Items listed in a dataset
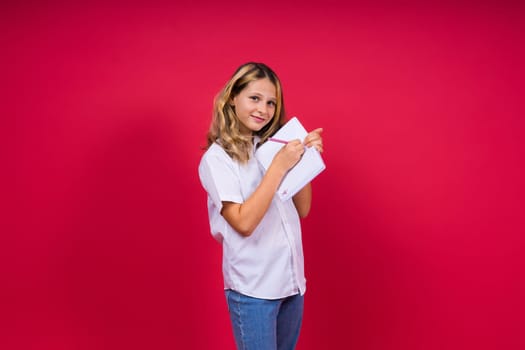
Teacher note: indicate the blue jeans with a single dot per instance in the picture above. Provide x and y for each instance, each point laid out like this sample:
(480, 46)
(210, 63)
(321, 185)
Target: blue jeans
(260, 324)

**YOUR GOAL:** Omit the pictures; print the records above exactly.

**FINAL ANSWER:**
Teacher note: indicate the blue jeans with a single dot per instance in the picture above. Provide x and y for each instance, each point laid out like this sample:
(480, 46)
(210, 63)
(321, 185)
Target: blue jeans
(260, 324)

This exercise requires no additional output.